— start of RECORDS FOR THIS TASK —
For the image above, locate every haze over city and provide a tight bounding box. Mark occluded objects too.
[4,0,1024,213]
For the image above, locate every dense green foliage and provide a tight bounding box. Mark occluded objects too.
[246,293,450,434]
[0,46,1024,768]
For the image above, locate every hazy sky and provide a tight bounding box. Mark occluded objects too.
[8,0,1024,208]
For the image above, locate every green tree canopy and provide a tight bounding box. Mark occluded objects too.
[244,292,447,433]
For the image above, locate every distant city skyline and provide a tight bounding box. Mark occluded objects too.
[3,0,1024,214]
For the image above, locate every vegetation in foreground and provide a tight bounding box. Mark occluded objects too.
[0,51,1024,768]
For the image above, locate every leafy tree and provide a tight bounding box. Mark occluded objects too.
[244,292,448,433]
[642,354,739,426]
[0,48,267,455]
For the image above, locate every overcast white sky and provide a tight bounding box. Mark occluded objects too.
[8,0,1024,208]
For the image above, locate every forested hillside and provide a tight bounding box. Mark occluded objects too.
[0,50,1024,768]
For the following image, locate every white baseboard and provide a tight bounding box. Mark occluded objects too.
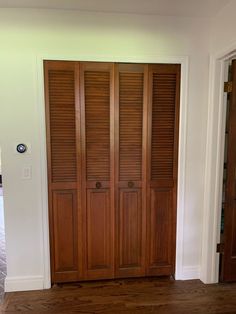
[5,276,45,292]
[176,266,200,280]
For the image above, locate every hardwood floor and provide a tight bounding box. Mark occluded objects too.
[0,278,236,314]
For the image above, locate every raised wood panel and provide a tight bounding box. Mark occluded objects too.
[117,189,143,276]
[119,72,144,181]
[84,70,110,180]
[53,190,78,282]
[87,190,113,279]
[48,69,79,182]
[148,189,173,275]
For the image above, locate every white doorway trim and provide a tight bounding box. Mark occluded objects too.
[37,55,189,289]
[200,43,236,283]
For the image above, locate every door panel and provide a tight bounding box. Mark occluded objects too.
[53,190,78,282]
[87,190,112,276]
[80,62,114,279]
[149,189,173,275]
[115,64,147,277]
[44,61,81,283]
[118,189,142,275]
[221,60,236,281]
[147,65,180,275]
[45,61,181,282]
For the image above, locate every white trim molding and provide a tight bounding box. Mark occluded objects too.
[5,276,45,292]
[35,54,190,290]
[181,266,200,280]
[200,43,236,284]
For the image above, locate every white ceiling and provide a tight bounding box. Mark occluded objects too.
[0,0,231,17]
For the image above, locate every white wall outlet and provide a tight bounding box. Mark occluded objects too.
[13,141,31,156]
[22,166,32,180]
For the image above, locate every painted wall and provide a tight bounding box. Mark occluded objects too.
[210,0,236,53]
[0,9,209,290]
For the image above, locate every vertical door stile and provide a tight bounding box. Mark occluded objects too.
[141,64,149,275]
[79,62,87,280]
[146,64,153,275]
[81,62,114,280]
[115,64,147,277]
[75,62,83,280]
[114,63,119,277]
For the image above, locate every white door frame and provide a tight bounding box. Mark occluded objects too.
[200,43,236,283]
[37,55,191,289]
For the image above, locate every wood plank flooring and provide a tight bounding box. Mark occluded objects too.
[0,278,236,314]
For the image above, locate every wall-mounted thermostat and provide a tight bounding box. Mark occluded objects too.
[16,144,27,154]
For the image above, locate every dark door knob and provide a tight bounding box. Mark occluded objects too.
[96,182,102,189]
[128,181,134,189]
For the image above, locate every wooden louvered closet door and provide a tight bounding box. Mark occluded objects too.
[80,63,114,279]
[115,64,148,277]
[44,61,180,283]
[44,61,81,282]
[147,65,180,276]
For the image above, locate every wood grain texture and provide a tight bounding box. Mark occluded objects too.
[115,64,148,277]
[53,190,78,282]
[146,64,180,276]
[48,70,77,182]
[84,70,110,181]
[221,60,236,282]
[0,278,236,314]
[45,61,180,282]
[44,61,80,282]
[80,62,114,280]
[119,72,144,181]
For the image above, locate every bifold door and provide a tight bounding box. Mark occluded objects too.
[44,61,180,282]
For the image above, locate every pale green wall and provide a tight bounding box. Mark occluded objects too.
[0,9,209,290]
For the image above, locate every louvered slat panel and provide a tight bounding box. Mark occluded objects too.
[48,70,77,182]
[119,72,143,181]
[84,71,110,180]
[151,73,176,180]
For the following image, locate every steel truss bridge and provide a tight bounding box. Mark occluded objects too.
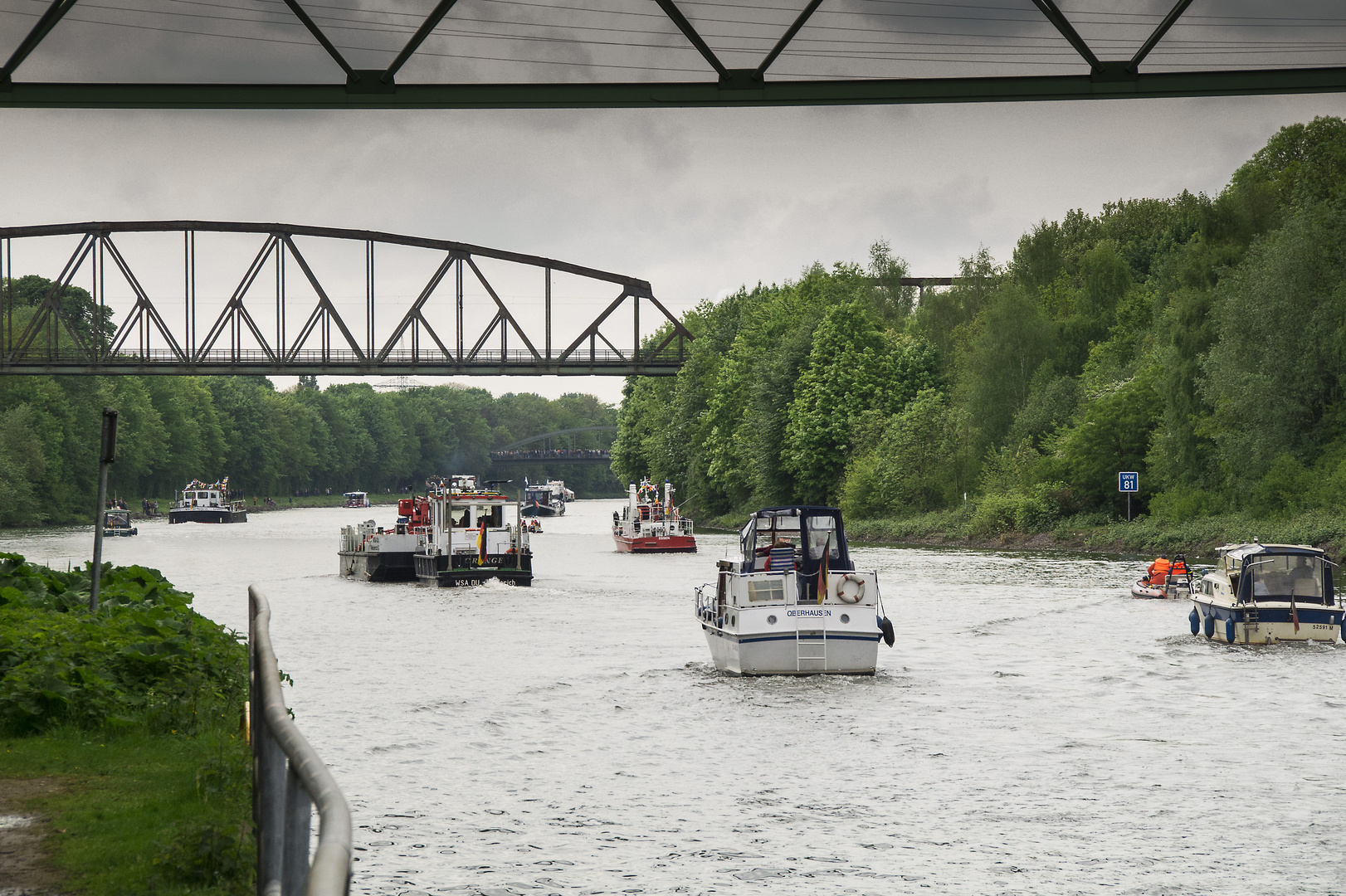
[0,221,692,377]
[0,0,1346,109]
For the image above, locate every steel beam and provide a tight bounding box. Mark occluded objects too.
[0,353,682,377]
[0,67,1346,108]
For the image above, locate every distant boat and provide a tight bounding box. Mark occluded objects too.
[696,506,895,675]
[168,476,247,523]
[522,483,565,517]
[612,479,696,554]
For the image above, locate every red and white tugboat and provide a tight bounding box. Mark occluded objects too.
[612,479,696,554]
[168,476,247,523]
[412,476,533,588]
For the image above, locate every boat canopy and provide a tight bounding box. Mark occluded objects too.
[739,504,855,576]
[1220,543,1335,604]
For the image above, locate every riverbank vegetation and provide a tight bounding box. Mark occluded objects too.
[0,301,622,526]
[0,554,256,896]
[614,119,1346,548]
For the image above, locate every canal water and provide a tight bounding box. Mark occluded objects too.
[0,502,1346,896]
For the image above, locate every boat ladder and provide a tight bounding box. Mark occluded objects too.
[794,628,828,671]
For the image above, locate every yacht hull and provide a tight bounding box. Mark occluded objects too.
[701,623,880,675]
[612,530,696,554]
[1192,600,1344,645]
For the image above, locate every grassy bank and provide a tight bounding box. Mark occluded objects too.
[703,506,1346,558]
[0,554,255,896]
[0,720,256,896]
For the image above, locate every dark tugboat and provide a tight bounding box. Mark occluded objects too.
[168,476,247,523]
[521,483,565,517]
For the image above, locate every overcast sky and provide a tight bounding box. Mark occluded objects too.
[0,0,1346,401]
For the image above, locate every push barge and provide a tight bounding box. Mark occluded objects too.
[412,480,533,588]
[168,476,247,523]
[612,479,696,554]
[337,496,429,582]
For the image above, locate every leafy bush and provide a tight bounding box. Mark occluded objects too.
[152,821,257,896]
[968,494,1022,538]
[0,554,247,733]
[1149,485,1225,523]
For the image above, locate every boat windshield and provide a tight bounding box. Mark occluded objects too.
[1245,554,1323,604]
[807,517,841,560]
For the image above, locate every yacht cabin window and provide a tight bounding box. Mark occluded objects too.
[807,517,841,560]
[1245,554,1323,604]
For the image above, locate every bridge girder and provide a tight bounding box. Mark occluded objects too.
[0,0,1346,109]
[0,221,692,377]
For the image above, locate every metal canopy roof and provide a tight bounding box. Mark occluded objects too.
[0,0,1346,109]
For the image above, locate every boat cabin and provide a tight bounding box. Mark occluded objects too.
[739,506,855,577]
[178,483,229,507]
[1199,543,1335,606]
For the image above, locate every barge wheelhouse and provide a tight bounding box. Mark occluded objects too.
[412,482,533,588]
[696,506,894,675]
[168,476,247,523]
[1188,543,1346,645]
[612,479,696,554]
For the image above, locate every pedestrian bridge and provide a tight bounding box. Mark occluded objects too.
[491,426,617,467]
[0,221,692,377]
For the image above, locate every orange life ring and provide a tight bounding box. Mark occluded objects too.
[828,573,866,604]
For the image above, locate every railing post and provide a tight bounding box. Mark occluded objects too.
[280,767,314,896]
[247,587,351,896]
[253,713,285,894]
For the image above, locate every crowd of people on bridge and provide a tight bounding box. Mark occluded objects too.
[491,448,612,460]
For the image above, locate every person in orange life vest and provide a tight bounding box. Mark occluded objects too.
[1147,554,1173,585]
[766,538,794,572]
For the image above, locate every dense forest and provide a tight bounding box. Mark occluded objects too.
[0,284,622,524]
[614,119,1346,532]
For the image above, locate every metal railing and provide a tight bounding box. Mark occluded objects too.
[247,585,351,896]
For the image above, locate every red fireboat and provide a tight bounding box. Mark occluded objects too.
[612,479,696,554]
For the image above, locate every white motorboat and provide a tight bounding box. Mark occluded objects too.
[1188,541,1346,645]
[696,506,894,675]
[168,476,247,523]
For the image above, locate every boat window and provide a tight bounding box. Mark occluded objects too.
[749,576,785,604]
[1248,554,1323,604]
[809,517,841,560]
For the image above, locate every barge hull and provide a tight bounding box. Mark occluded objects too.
[168,507,247,523]
[612,532,696,554]
[337,550,416,582]
[412,554,533,588]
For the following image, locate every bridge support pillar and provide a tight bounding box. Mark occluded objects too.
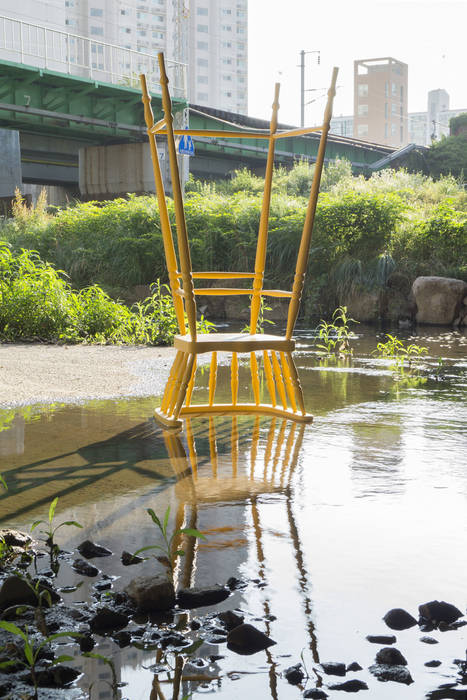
— end of RECORDS FOR THIS TASK —
**EXERCISE TASK**.
Can you put everything in the data from the line containing "For the image above, locate every white trim" down to the line containing "[22,166,32,180]", both included, into a numbered list with any blank lines left out?

**RESULT**.
1. For the image above, locate every white trim molding and provide a tight bounding box. Mark occluded objects too.
2. [5,276,45,292]
3. [35,54,190,290]
4. [181,266,200,280]
5. [200,43,236,284]
6. For the image above, locate every white ceiling and provide a tight bounding box. Mark occluded objects too.
7. [0,0,231,17]
8. For the image above, locate every white wall outlet and provide a tight bounding box. Mark occluded objects too.
9. [13,141,31,156]
10. [22,166,32,180]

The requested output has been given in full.